Task A:
Answer the following questions about the account of the Batumi café owner.
(i) What does the Russian word "rakushka" mean?
(ii) On which beach is the café located?
(iii) Which three colors are used in the café?
Task B: Carry on the account of the Batumi café owner, picking up immediately after its final sentence.

Selected text:
[start]
Natia (Frida) Bolkvadze, 36, Batumi

“I’m in the café with rakushkas (“rakushka” means a “shell” in Russian) at Frida’s” – a client of ours told a friend on the phone. Since then our café has been called Rakushkas and I’ve been called Frida. The colors – yellow, blue and white – in the café that I’ve painted and designed with my own hands are Mexican. My braids and flowers adorning my hair – do resemble those of Frida. This is what my little café on the Kvariati beach is famous for, and it has become an inseparable part of the lives of my sister and me.

Recently I’ve been known more as Natia, and I approve of it. I feared that I had been too lost in Frida. People close to me warn me not to seek resemblance with her; she was a tragic, adventurous woman, they say. I think, considering the reality of Georgia, I could qualify as a rebel on par with Frida. Working in a café in Adjara is not easy at all. They think I am not educated and from a low social class. My café is special because I am not only the owner but also a host, meeting the clients, serving and sometimes going in the kitchen to prepare orders. Some people are not used to such down-to-earth treatment. Once a politician told me: “I heard that Trotsky has been your guest”. He hinted that as a girl from Batumi, working in a café, I might not have known anything about Frida.
[end]
[Raw records]
[start]
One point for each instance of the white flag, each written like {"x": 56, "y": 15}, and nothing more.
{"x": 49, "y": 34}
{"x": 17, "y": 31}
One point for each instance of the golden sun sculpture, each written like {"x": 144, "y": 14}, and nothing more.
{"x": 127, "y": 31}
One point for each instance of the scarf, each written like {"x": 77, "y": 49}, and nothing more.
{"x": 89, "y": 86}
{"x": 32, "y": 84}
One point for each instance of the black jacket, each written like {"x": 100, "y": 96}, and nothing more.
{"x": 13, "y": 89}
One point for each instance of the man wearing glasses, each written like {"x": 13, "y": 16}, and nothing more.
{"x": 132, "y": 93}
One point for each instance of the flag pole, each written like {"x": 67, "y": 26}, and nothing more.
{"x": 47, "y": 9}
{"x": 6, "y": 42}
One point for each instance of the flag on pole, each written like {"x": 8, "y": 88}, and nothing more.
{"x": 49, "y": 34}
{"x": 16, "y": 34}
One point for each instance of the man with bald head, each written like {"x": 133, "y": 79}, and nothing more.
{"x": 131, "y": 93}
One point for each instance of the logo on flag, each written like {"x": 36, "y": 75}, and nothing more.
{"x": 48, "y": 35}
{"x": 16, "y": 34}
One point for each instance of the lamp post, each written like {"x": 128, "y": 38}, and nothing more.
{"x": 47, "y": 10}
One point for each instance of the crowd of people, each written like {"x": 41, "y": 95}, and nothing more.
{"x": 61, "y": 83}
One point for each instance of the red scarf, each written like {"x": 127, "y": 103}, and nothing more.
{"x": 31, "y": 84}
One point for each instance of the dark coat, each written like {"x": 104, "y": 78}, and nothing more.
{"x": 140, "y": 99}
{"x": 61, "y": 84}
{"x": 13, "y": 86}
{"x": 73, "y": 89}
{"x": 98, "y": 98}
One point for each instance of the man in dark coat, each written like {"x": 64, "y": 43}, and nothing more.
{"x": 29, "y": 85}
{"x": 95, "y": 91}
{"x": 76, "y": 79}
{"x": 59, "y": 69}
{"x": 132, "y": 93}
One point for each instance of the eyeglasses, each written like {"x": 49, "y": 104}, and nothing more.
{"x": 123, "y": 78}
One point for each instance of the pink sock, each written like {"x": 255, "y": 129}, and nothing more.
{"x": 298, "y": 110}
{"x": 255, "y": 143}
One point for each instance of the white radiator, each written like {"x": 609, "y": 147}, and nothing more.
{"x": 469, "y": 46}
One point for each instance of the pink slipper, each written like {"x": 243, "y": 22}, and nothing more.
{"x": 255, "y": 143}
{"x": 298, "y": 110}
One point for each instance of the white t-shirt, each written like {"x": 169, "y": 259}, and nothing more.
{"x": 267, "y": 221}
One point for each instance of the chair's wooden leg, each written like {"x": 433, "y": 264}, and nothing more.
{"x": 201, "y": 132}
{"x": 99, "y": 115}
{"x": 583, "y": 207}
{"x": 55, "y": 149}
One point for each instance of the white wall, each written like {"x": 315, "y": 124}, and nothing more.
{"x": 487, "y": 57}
[end]
Task output A:
(i) A "shell."
(ii) The Kvariati beach.
(iii) Yellow, blue and white.

Task output B:
My family comprises women only – my mother and three sisters. Only our cat is male. My mother is a true rebel. She became a widower in a difficult time. You need to be a rebel to open a groceries booth beside a road from Batumi to Gonio in the dark 90s and involve your teenage girls in the business. We put up a wallpaper and decorative tiles in the booth and scribbled poems all over it. We had one battered tape recorder with two cassette tapes. We would light fire in the wood burning stove and make coffee. The whole neighborhood would gather there. That booth was the only light in those dark times and I think it helped us all to survive. This is how we started out as business-women. Now I have my Rakushkas. My life is like a movie, I see and hear so many stories and so many people visit my café that if I was a decent writer, I would publish a book.

In my café, everything is made with my hands. I have preserved its simplicity and decorated it with interesting and colorful hand-made items. A few years ago, I hung a mirror that still bears the scrawl “Show me my tan”. It is fun watching clients posing before that mirror. The menu for the café is feminist too. All the dishes are named after women. Only one table carries a male name – I converted a sewing machine into a table and called it Shukri, after my grandfather.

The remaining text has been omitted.